* Exercise requirements:
Print the complete set of entries exactly.

* begin Extracted entries *

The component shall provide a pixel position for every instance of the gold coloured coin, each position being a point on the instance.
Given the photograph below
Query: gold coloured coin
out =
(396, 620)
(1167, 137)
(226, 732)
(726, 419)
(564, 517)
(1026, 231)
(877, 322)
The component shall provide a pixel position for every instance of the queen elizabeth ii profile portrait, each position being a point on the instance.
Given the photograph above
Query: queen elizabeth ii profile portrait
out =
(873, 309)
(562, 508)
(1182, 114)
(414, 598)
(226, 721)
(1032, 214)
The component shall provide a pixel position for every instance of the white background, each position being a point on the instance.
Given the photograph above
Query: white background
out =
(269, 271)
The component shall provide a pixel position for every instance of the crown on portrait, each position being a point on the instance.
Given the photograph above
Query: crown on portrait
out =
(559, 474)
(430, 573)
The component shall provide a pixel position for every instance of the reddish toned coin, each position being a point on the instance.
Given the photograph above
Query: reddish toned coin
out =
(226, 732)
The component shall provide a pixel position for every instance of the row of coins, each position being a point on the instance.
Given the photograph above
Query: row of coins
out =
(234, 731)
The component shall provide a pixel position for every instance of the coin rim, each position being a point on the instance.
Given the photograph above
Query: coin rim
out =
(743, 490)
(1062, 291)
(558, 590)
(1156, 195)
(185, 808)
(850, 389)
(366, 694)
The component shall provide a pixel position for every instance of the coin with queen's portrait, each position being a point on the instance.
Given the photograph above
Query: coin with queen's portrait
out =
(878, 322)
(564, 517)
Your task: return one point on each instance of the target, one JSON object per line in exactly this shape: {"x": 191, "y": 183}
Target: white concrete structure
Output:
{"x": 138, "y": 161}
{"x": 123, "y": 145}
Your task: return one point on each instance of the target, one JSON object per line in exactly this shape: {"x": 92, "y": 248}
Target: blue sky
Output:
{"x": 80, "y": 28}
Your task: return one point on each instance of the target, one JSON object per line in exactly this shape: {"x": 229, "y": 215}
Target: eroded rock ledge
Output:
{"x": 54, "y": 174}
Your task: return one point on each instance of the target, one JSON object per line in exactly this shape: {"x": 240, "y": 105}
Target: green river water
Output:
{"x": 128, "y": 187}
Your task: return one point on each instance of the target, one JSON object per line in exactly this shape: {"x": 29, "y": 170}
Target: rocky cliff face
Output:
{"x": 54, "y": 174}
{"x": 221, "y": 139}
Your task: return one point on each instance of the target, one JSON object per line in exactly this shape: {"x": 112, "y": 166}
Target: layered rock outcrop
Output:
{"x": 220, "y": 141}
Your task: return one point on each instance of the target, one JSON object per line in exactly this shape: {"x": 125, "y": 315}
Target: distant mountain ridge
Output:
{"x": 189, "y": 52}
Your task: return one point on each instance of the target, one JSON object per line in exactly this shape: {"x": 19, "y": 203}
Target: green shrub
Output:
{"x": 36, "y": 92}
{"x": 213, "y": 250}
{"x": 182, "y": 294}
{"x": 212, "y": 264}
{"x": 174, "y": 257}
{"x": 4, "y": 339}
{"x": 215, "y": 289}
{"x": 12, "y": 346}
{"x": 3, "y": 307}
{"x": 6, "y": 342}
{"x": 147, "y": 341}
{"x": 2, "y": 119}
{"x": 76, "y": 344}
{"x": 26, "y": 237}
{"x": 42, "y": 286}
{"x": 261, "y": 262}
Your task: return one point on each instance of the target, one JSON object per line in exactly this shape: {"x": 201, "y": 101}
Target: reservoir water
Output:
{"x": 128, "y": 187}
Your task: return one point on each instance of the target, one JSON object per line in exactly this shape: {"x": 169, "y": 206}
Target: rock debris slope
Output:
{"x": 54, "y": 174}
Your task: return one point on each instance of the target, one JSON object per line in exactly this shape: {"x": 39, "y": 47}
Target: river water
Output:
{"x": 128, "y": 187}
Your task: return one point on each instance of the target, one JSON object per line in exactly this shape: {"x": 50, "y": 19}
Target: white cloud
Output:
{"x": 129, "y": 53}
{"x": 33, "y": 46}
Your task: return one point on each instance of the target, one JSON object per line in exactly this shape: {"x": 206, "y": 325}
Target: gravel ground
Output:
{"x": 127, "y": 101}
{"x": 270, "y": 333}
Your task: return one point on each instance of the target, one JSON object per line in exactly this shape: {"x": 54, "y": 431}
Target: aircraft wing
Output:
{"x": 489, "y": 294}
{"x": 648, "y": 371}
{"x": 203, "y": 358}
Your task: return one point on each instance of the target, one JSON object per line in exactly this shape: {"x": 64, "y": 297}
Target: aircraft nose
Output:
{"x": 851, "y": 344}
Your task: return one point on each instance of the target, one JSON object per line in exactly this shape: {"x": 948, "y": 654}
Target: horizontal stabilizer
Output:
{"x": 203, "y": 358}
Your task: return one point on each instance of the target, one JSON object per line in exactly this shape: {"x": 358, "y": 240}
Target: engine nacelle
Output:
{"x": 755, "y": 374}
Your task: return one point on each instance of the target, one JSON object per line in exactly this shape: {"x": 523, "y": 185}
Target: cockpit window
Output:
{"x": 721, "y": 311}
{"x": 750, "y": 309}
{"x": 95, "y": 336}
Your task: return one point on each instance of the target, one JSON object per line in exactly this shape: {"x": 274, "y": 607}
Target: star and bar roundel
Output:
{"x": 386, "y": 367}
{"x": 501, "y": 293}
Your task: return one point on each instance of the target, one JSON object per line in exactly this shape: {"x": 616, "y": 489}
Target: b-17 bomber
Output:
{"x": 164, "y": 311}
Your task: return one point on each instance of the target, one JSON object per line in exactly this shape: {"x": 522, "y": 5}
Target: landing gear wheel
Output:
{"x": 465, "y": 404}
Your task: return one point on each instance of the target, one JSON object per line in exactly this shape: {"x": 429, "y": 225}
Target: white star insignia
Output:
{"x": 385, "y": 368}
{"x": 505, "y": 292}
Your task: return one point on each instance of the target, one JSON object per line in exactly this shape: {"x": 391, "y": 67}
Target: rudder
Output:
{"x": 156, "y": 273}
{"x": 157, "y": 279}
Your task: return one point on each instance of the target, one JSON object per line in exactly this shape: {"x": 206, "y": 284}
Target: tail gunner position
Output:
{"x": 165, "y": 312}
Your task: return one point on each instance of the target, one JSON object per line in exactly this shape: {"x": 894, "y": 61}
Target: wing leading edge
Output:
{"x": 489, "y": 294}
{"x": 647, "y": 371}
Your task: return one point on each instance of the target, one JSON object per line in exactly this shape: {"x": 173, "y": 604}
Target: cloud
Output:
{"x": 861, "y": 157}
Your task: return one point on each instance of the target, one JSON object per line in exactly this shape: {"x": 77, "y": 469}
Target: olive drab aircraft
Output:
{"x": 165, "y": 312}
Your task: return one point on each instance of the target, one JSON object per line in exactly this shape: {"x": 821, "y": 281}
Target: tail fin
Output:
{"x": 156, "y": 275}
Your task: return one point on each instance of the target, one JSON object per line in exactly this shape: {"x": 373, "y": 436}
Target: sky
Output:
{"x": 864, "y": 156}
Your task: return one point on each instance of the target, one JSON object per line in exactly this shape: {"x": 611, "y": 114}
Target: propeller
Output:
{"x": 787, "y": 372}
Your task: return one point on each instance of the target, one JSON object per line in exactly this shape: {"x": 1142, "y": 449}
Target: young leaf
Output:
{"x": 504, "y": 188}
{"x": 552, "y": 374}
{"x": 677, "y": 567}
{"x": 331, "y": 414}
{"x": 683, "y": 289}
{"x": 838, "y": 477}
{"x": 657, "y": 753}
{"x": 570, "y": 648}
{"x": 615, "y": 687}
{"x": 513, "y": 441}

* end Extracted entries *

* Exercise output:
The component shall provide a pixel position for every instance of the gold coloured coin, each position being a point on the instance.
Given the photograph below
Query: gold coloured coin
out =
(396, 620)
(1167, 137)
(226, 732)
(726, 419)
(564, 517)
(1026, 231)
(877, 322)
The component shall provide a pixel position for every instance of the queen elizabeth ii profile portrait, each position being a point on the instance.
Given the photograph above
Query: queen elizabeth ii profile portrait
out =
(873, 309)
(562, 508)
(1182, 114)
(414, 598)
(226, 721)
(1032, 214)
The component shall provide a pixel position for every instance of the white background, each position being a point on the instance.
Given the photograph above
Query: white background
out =
(269, 271)
The component shall provide a pixel position for every instance of the crown on portrait, each position being a point on the instance.
Given the photograph above
Query: crown on portrait
out =
(559, 474)
(430, 573)
The component shall provide a pixel position for every instance of the reddish toned coin, each position being a point on the instance.
Given the photograph above
Query: reddish toned coin
out =
(226, 732)
The component shall provide a pixel position for every instance of the row of coins, each position being a point on the instance.
Given the photograph above
Query: row of coins
out =
(234, 731)
The component shall provide a pixel position for every instance of the coin rim, each position being a point on the instance.
Given the photograph above
Query: coin rim
out =
(743, 490)
(1062, 291)
(558, 590)
(1156, 195)
(185, 808)
(850, 389)
(366, 694)
The component shall provide a pixel position for every instance of the coin with queen's portrait, each position being a point on the instance.
Given the photograph above
Query: coin with queen's portrait
out =
(878, 322)
(564, 517)
Your task: return one point on each instance of the target, one JSON object per line in exactly this shape: {"x": 191, "y": 183}
Target: white concrete structure
Output:
{"x": 138, "y": 161}
{"x": 123, "y": 145}
Your task: return one point on each instance of the target, one JSON object per line in exactly this shape: {"x": 92, "y": 248}
Target: blue sky
Output:
{"x": 80, "y": 28}
Your task: return one point on each instance of the target, one JSON object per line in exactly this shape: {"x": 229, "y": 215}
Target: eroded rock ledge
Output:
{"x": 54, "y": 174}
Your task: return one point on each instance of the target, one JSON object per line in exactly this shape: {"x": 240, "y": 105}
Target: green river water
Output:
{"x": 128, "y": 187}
Your task: return one point on each instance of the target, one JSON object per line in exactly this shape: {"x": 29, "y": 170}
Target: rocky cliff face
Output:
{"x": 54, "y": 174}
{"x": 221, "y": 139}
Your task: return one point on each instance of the target, one JSON object per line in exactly this shape: {"x": 112, "y": 166}
Target: layered rock outcrop
Output:
{"x": 220, "y": 141}
Your task: return one point on each instance of the target, one JSON object per line in exactly this shape: {"x": 125, "y": 315}
Target: distant mountain ridge
Output:
{"x": 189, "y": 52}
Your task: return one point on each instance of the target, one JSON object per line in exactly this shape: {"x": 19, "y": 203}
Target: green shrub
Output:
{"x": 36, "y": 92}
{"x": 213, "y": 250}
{"x": 182, "y": 294}
{"x": 212, "y": 264}
{"x": 174, "y": 257}
{"x": 4, "y": 339}
{"x": 215, "y": 289}
{"x": 12, "y": 346}
{"x": 3, "y": 307}
{"x": 6, "y": 342}
{"x": 147, "y": 341}
{"x": 2, "y": 119}
{"x": 76, "y": 344}
{"x": 26, "y": 237}
{"x": 42, "y": 286}
{"x": 261, "y": 262}
Your task: return one point on each instance of the target, one JSON object per line in exactly this shape: {"x": 201, "y": 101}
Target: reservoir water
Output:
{"x": 128, "y": 187}
Your task: return one point on each instance of the target, one JSON object per line in exactly this shape: {"x": 169, "y": 206}
Target: rock debris slope
Output:
{"x": 54, "y": 174}
Your task: return one point on each instance of the target, one JSON object per line in exactly this shape: {"x": 39, "y": 47}
Target: river water
Output:
{"x": 128, "y": 187}
Your task: return one point on each instance of the target, one JSON object per line in exactly this shape: {"x": 50, "y": 19}
Target: white cloud
Output:
{"x": 129, "y": 53}
{"x": 33, "y": 46}
Your task: return one point on each instance of the target, one JSON object per line in exactly this shape: {"x": 206, "y": 325}
Target: gravel ground
Output:
{"x": 127, "y": 101}
{"x": 270, "y": 333}
Your task: return one point on each instance of the target, one JSON object per line in exactly this shape: {"x": 54, "y": 431}
Target: aircraft wing
Output:
{"x": 489, "y": 294}
{"x": 648, "y": 371}
{"x": 203, "y": 358}
Your task: return one point on each instance of the target, one JSON object per line in exactly this shape: {"x": 64, "y": 297}
Target: aircraft nose
Output:
{"x": 851, "y": 344}
Your task: return one point on each instance of the target, one JSON object per line in exactly this shape: {"x": 948, "y": 654}
Target: horizontal stabilizer
Output:
{"x": 203, "y": 358}
Your task: return one point on each instance of the target, one JSON object per line in exactly this shape: {"x": 358, "y": 240}
Target: engine nacelle
Output:
{"x": 755, "y": 374}
Your task: return one point on each instance of the target, one JSON object per line in exactly this shape: {"x": 523, "y": 185}
Target: cockpit window
Output:
{"x": 721, "y": 311}
{"x": 750, "y": 309}
{"x": 95, "y": 336}
Your task: return one point on each instance of the target, one JSON object per line in exactly this shape: {"x": 274, "y": 607}
Target: star and bar roundel
Output:
{"x": 386, "y": 367}
{"x": 501, "y": 293}
Your task: return one point on each instance of the target, one JSON object per line in exactly this shape: {"x": 616, "y": 489}
Target: b-17 bomber
Output:
{"x": 164, "y": 311}
Your task: return one point on each instance of the target, one JSON object per line in exactly this shape: {"x": 522, "y": 5}
Target: landing gear wheel
Output:
{"x": 465, "y": 404}
Your task: return one point on each instance of the target, one JSON object per line in exactly this shape: {"x": 429, "y": 225}
Target: white star insignia
Output:
{"x": 385, "y": 368}
{"x": 505, "y": 292}
Your task: return one point on each instance of the target, one JSON object per line in exactly this shape: {"x": 391, "y": 67}
Target: rudder
Output:
{"x": 156, "y": 273}
{"x": 157, "y": 279}
Your task: return one point on each instance of the target, one JSON object per line in exactly this shape: {"x": 206, "y": 284}
Target: tail gunner position
Output:
{"x": 165, "y": 312}
Your task: return one point on each instance of the target, one JSON object per line in exactly this shape: {"x": 894, "y": 61}
Target: wing leading edge
Output:
{"x": 489, "y": 294}
{"x": 647, "y": 371}
Your task: return one point on each instance of the target, one JSON object per line in exactly this shape: {"x": 173, "y": 604}
Target: cloud
Output:
{"x": 861, "y": 157}
Your task: return one point on each instance of the target, one JSON object per line in exactly this shape: {"x": 77, "y": 469}
Target: olive drab aircraft
Output:
{"x": 165, "y": 312}
Your task: return one point on each instance of the target, one JSON object per line in exactly this shape: {"x": 821, "y": 281}
Target: tail fin
Output:
{"x": 156, "y": 275}
Your task: return one point on each instance of the target, one JSON object per line in exactly this shape: {"x": 373, "y": 436}
Target: sky
Output:
{"x": 864, "y": 156}
Your task: return one point on each instance of the target, one JSON object per line in exactly this shape: {"x": 611, "y": 114}
Target: propeller
Output:
{"x": 787, "y": 372}
Your task: return one point on each instance of the target, one JSON object per line in exactly this shape: {"x": 1142, "y": 449}
Target: young leaf
Output:
{"x": 504, "y": 188}
{"x": 552, "y": 374}
{"x": 677, "y": 567}
{"x": 331, "y": 414}
{"x": 683, "y": 289}
{"x": 838, "y": 477}
{"x": 657, "y": 753}
{"x": 570, "y": 648}
{"x": 615, "y": 687}
{"x": 513, "y": 441}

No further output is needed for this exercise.